• What you will do
Go to the line holding "Find the column;" in the entries below and write out exactly every line down to and including the line holding "Find the coat lapel;".

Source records
=====
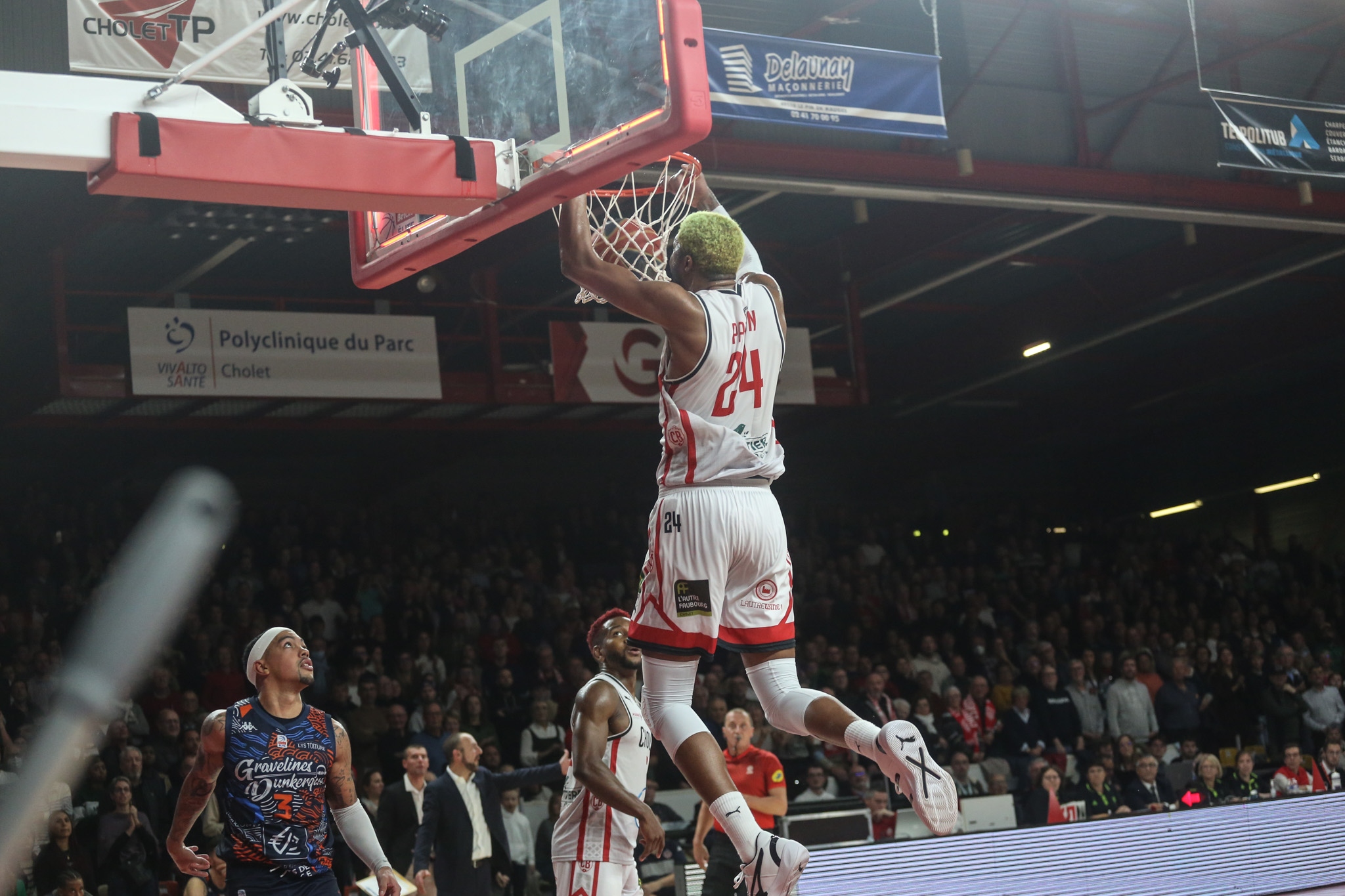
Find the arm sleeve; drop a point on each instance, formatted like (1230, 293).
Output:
(426, 833)
(526, 754)
(751, 259)
(529, 777)
(354, 825)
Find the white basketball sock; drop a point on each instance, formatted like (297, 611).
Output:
(732, 812)
(862, 738)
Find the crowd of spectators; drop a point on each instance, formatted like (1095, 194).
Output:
(1114, 667)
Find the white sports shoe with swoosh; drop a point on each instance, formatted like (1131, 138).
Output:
(906, 759)
(775, 868)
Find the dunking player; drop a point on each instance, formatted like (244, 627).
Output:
(718, 566)
(284, 762)
(602, 809)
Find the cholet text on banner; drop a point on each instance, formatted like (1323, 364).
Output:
(209, 354)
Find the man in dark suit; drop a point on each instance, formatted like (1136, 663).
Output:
(463, 822)
(1149, 790)
(401, 806)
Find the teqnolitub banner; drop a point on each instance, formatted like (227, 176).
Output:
(156, 38)
(826, 85)
(211, 354)
(1281, 135)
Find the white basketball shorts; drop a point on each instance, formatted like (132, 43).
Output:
(717, 572)
(596, 879)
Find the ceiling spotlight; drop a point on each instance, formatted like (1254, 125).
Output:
(1180, 508)
(1036, 349)
(1287, 484)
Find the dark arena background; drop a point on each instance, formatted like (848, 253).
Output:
(1076, 399)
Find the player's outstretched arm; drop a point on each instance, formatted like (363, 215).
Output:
(197, 789)
(594, 711)
(665, 304)
(353, 821)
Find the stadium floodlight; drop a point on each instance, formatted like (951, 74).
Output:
(1287, 484)
(1180, 508)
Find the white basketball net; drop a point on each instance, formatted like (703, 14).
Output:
(634, 206)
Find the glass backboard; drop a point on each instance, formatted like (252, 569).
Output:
(585, 91)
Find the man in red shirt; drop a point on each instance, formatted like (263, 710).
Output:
(761, 778)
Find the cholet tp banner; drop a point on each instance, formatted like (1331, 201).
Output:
(156, 38)
(210, 354)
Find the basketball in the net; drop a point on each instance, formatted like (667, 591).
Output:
(631, 241)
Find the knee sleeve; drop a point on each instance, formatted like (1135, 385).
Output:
(667, 702)
(776, 685)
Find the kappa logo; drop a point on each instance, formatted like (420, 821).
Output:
(156, 26)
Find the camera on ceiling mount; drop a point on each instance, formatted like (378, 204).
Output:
(409, 14)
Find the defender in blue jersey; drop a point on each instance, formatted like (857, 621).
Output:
(284, 765)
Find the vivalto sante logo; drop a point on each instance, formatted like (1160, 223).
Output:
(181, 335)
(159, 27)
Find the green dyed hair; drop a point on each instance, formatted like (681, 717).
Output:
(713, 241)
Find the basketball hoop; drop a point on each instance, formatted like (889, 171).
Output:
(632, 222)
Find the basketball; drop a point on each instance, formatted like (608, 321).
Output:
(632, 242)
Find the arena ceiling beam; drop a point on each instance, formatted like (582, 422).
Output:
(822, 23)
(1069, 351)
(860, 174)
(1218, 65)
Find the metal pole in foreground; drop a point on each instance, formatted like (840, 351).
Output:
(158, 571)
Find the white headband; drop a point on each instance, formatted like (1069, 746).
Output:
(260, 649)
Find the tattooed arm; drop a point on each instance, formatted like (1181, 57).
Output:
(197, 792)
(353, 821)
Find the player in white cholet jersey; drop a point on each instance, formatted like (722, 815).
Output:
(603, 816)
(717, 572)
(718, 421)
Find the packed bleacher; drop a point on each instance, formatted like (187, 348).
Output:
(1088, 672)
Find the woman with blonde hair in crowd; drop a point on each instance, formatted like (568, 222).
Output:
(1207, 789)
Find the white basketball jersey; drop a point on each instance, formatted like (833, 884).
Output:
(588, 829)
(718, 421)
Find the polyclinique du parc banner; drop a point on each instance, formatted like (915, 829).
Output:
(213, 354)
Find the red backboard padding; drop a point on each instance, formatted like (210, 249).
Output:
(294, 167)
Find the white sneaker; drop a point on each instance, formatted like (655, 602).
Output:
(775, 868)
(904, 758)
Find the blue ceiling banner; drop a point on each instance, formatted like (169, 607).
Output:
(1290, 136)
(824, 85)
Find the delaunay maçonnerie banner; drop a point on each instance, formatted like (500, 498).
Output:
(824, 85)
(156, 38)
(209, 354)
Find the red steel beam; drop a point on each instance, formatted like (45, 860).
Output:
(1070, 62)
(985, 64)
(1105, 161)
(1219, 64)
(1178, 191)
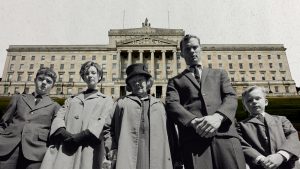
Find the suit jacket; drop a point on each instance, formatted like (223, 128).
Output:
(27, 123)
(282, 136)
(183, 99)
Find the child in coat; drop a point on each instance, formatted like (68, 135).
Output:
(268, 141)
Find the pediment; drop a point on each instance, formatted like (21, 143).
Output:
(147, 41)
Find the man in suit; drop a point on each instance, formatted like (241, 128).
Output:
(25, 125)
(268, 141)
(202, 103)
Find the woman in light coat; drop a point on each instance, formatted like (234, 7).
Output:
(136, 134)
(76, 130)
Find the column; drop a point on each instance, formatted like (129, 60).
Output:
(175, 69)
(164, 64)
(152, 66)
(118, 73)
(141, 56)
(129, 57)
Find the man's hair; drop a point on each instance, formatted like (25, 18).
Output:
(251, 88)
(47, 72)
(186, 38)
(85, 67)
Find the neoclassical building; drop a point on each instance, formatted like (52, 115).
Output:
(247, 64)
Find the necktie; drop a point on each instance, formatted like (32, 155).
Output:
(195, 70)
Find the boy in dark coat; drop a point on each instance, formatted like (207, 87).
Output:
(268, 141)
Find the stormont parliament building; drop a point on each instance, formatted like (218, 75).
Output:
(247, 64)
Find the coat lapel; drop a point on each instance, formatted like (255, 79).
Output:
(46, 101)
(190, 76)
(29, 100)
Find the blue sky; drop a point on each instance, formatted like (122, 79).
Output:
(72, 22)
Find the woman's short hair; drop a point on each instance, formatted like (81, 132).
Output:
(85, 67)
(48, 72)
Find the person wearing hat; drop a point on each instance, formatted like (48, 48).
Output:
(135, 132)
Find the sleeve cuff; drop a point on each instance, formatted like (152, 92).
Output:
(285, 154)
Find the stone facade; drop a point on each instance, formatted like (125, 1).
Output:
(247, 64)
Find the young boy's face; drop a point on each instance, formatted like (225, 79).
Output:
(255, 102)
(43, 84)
(138, 84)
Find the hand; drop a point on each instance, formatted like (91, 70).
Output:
(208, 125)
(272, 161)
(112, 155)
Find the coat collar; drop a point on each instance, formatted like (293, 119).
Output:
(190, 76)
(29, 99)
(153, 100)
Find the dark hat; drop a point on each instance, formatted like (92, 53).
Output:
(137, 69)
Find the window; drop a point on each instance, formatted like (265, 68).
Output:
(58, 90)
(259, 57)
(103, 66)
(12, 67)
(250, 65)
(157, 66)
(71, 77)
(21, 66)
(241, 65)
(19, 77)
(276, 89)
(287, 89)
(114, 65)
(29, 77)
(271, 65)
(269, 56)
(278, 56)
(60, 77)
(112, 91)
(208, 57)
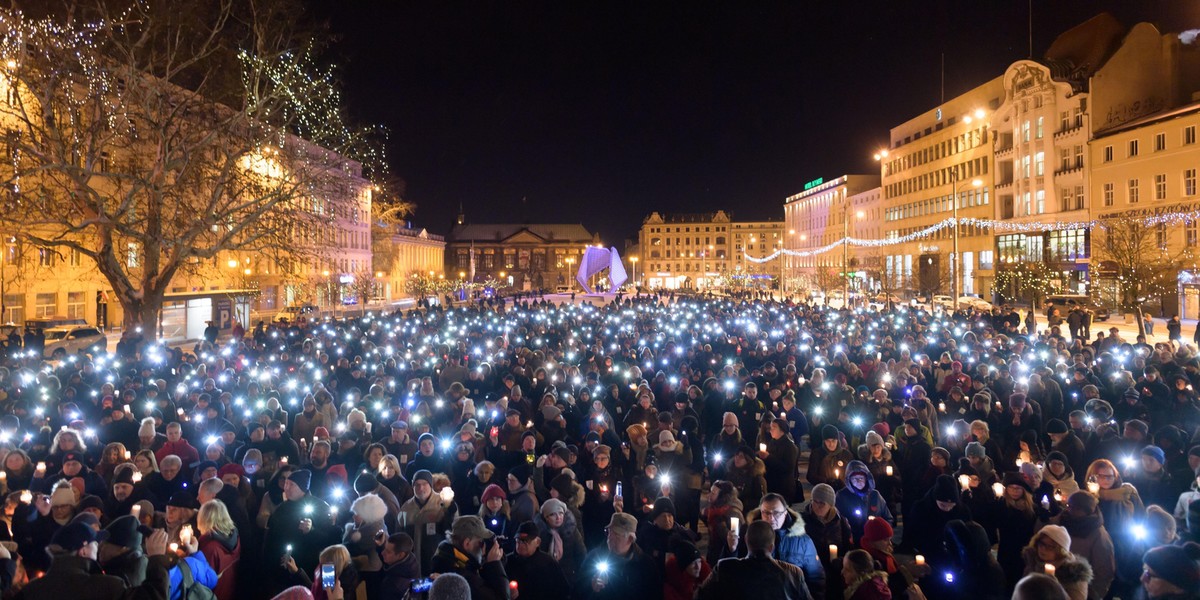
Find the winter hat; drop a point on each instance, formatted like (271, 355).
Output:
(492, 491)
(876, 529)
(1156, 453)
(823, 492)
(828, 432)
(301, 478)
(370, 508)
(946, 489)
(63, 496)
(126, 532)
(522, 473)
(1179, 565)
(366, 483)
(425, 475)
(661, 505)
(1056, 533)
(874, 439)
(553, 505)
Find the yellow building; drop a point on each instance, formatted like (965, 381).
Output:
(825, 213)
(942, 154)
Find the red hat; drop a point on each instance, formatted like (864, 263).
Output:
(232, 468)
(876, 529)
(492, 491)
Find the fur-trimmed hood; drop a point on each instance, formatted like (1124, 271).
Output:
(370, 508)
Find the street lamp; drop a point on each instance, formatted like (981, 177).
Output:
(954, 217)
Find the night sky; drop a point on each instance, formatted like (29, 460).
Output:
(600, 112)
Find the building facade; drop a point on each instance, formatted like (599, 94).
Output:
(525, 257)
(825, 213)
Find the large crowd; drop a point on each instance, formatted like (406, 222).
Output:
(645, 448)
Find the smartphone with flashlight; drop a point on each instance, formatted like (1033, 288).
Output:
(327, 576)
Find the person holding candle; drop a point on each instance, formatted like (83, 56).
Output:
(1049, 552)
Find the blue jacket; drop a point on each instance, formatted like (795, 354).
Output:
(793, 546)
(202, 574)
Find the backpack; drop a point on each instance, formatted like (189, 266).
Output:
(191, 591)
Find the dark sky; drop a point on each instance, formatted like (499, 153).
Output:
(603, 111)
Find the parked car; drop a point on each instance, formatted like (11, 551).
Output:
(1065, 303)
(70, 340)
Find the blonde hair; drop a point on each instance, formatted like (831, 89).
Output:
(214, 517)
(336, 555)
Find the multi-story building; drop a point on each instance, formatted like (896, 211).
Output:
(757, 239)
(519, 256)
(936, 166)
(685, 250)
(1144, 157)
(402, 251)
(821, 215)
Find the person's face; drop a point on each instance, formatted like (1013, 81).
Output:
(495, 504)
(528, 545)
(423, 490)
(820, 509)
(774, 513)
(292, 491)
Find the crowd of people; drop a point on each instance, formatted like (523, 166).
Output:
(645, 448)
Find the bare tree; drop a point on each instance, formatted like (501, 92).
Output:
(1138, 253)
(153, 136)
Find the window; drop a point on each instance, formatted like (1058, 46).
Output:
(76, 305)
(43, 305)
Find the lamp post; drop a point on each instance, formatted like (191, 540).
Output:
(954, 217)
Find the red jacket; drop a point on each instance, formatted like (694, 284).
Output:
(185, 451)
(222, 553)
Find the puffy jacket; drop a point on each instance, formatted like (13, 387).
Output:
(793, 546)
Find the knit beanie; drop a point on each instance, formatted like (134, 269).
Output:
(1056, 533)
(1179, 565)
(823, 492)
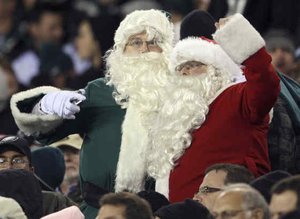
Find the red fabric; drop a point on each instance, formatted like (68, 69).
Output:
(235, 130)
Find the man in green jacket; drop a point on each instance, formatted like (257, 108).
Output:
(137, 68)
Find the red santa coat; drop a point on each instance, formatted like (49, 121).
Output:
(235, 130)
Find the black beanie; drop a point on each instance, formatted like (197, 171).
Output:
(188, 209)
(265, 182)
(197, 23)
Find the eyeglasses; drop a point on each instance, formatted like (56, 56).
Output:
(228, 214)
(207, 189)
(16, 162)
(189, 65)
(138, 43)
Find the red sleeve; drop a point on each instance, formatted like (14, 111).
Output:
(262, 86)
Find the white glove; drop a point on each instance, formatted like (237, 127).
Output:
(62, 103)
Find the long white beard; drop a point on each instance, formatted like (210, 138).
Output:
(138, 78)
(140, 83)
(185, 108)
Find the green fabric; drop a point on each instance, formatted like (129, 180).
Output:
(100, 120)
(290, 92)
=====
• Task solution
Find the column; drop a point on each instance, formatted like (129, 60).
Output:
(175, 69)
(164, 64)
(152, 66)
(118, 73)
(141, 56)
(129, 57)
Find the man's hair; drop a point on each instance, formatted like (25, 18).
Output:
(251, 88)
(47, 72)
(186, 38)
(85, 67)
Find the neoclassical building; drop a point on each instance, formatted like (52, 115).
Output:
(247, 64)
Find the necktie; drop a point on each instance, formatted like (32, 155).
Output:
(195, 70)
Find the boy in dark coat; drop a point on each instance, formatted like (207, 87).
Output:
(268, 141)
Find the stormont parliament building; drop a point on each instance, formatted like (218, 75).
Output:
(247, 64)
Find the coat lapel; drop a point on each instance, formatted like (255, 79).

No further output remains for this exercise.